▶ **Directions for this task**:
From the report on the Bahrain crackdown, copy the words between "In Bahrain, military" and "p.m. each day.", inclusive.

▶ **Reading passage**:

---+---

Bahrain Soldiers, Police Storm Into Protesters' Camp

In Bahrain, military troops and security forces moved against thousands of anti-government protesters occupying a landmark square in the capital. A day before, the king imposed emergency rule in the violence-wracked Gulf kingdom.

Copyright © 2011 NPR. For personal, noncommercial use only. See Terms of Use. For other uses, prior permission required.

RENEE MONTAGNE, host:

Let's go now to the Middle East now, to Bahrain, where this morning security forces unleashed a major crackdown on protestors. They fired tear gas and rubber bullets as they drove demonstrators from the traffic circle where protestors have been camped out for weeks. The government has now imposed an overnight curfew, starting at 4:00 p.m. each day.

As in other Arab countries, Bahrain's rulers have faced unprecedented challenge from protestors. Today's action was seen as the biggest effort yet to crush the protests, and NPR's Frank Langfitt describes the scene.

FRANK LANGFITT: A whole line of armored personnel carriers and even some tanks pulled in here a little after dawn - I saw them about 6 o'clock in the morning - and maybe four or five hundred police marched down a highway to the traffic circle and confronted the protestors. And then they were firing tear gas and they pushed them out of the traffic circle fairly quickly.

The protestors retreated through some of the side streets and then the police were going after them, chasing them, basically, through open lots.

MONTAGNE: You know, it's been a big deal there for protestors that neighboring Saudi Arabia sent in tanks. Are they - are any of their troops or tanks being used?

LANGFITT: Well, no. The tanks actually hung back and they didn't need them. They pushed these folks from the square actually fairly quickly. I was talking to somebody who is in a Shiite neighborhood today who said they saw Saudi vehicles moving around. But it's not clear that we've seen Saudi troops actually, you know, confronting the demonstrators directly.

MONTAGNE: So, so far it's the troops of the government, the monarchy. And what were other people telling you there in the traffic circle?

LANGFITT: Well, I went up during the confrontation and I got up about a block from the circle, but there was tons of tear gas. And I was talking to some guys who had been overwhelmed by it. And, you know, they had - all they had were boards and pipes to sort of try to fend off the police.

---+---

▶ **Listed records**:
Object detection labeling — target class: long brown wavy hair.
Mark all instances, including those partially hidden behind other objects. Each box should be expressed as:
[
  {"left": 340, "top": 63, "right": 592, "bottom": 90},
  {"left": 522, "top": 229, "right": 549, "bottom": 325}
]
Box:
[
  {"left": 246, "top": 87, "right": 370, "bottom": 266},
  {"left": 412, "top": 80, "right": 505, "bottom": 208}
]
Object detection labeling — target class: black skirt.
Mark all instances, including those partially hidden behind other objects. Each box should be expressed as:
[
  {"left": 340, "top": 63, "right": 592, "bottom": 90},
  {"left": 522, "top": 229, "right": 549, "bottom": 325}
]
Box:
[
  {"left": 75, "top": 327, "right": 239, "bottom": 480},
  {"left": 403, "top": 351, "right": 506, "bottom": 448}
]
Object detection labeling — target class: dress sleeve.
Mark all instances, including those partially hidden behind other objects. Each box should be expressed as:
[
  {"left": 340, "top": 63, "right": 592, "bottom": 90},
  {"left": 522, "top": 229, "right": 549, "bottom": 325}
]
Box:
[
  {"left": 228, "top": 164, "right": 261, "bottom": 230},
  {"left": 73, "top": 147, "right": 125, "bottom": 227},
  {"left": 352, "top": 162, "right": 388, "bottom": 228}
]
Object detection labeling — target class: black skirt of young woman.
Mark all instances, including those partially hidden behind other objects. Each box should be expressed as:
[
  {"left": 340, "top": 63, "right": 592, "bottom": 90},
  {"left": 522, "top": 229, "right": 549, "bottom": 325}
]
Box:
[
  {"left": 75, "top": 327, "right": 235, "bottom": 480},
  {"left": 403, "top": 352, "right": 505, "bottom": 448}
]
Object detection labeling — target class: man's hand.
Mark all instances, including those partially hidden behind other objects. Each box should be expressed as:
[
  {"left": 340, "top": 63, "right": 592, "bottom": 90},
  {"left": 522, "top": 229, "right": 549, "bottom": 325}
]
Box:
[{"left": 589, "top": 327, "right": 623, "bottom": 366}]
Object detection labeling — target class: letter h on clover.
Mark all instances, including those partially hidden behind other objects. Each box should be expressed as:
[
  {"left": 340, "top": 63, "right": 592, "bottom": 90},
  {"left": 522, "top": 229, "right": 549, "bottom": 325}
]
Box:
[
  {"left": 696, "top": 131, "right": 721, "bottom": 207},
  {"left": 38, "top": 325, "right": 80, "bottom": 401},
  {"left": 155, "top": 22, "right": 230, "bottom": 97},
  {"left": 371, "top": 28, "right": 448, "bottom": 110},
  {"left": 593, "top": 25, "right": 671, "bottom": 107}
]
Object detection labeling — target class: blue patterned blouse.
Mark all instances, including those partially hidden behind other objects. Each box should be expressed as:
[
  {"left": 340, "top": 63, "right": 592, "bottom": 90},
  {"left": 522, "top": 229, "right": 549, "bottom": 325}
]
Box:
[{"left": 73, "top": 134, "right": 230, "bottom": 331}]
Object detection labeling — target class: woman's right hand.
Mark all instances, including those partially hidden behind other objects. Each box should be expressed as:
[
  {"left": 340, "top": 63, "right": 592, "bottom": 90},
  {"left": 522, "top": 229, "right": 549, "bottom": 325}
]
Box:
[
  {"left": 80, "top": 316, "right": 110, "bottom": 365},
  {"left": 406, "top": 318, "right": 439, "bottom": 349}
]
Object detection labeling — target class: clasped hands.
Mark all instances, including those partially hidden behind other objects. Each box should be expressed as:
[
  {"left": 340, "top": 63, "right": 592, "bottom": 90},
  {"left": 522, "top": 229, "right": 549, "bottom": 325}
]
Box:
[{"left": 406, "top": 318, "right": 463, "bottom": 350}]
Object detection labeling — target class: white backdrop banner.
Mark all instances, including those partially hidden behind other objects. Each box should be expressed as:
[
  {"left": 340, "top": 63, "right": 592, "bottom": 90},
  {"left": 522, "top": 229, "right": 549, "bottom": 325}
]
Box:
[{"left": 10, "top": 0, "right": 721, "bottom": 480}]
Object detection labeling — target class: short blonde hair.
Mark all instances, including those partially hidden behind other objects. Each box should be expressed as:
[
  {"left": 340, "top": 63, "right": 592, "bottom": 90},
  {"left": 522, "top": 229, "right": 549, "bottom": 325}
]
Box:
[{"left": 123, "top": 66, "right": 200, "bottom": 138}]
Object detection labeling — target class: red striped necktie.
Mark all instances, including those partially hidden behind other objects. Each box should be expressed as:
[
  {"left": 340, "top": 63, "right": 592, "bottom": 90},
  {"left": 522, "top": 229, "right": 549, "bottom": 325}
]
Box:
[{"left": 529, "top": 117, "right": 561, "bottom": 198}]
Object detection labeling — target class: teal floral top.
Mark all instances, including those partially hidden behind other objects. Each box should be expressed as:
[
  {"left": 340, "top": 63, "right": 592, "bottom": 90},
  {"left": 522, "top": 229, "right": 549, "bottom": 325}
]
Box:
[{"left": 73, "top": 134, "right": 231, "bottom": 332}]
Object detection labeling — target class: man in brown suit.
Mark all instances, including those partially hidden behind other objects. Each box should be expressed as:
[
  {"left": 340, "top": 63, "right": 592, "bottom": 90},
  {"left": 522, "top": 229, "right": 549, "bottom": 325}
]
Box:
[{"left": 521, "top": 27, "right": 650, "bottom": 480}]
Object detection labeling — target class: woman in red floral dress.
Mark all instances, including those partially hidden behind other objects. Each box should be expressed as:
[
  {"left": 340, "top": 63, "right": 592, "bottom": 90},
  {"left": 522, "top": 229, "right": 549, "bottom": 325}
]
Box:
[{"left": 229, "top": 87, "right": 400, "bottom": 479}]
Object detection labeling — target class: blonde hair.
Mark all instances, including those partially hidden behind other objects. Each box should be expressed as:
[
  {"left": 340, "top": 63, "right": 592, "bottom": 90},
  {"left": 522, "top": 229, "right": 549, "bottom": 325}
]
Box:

---+---

▶ **The output**:
In Bahrain, military troops and security forces moved against thousands of anti-government protesters occupying a landmark square in the capital. A day before, the king imposed emergency rule in the violence-wracked Gulf kingdom.

Copyright © 2011 NPR. For personal, noncommercial use only. See Terms of Use. For other uses, prior permission required.

RENEE MONTAGNE, host:

Let's go now to the Middle East now, to Bahrain, where this morning security forces unleashed a major crackdown on protestors. They fired tear gas and rubber bullets as they drove demonstrators from the traffic circle where protestors have been camped out for weeks. The government has now imposed an overnight curfew, starting at 4:00 p.m. each day.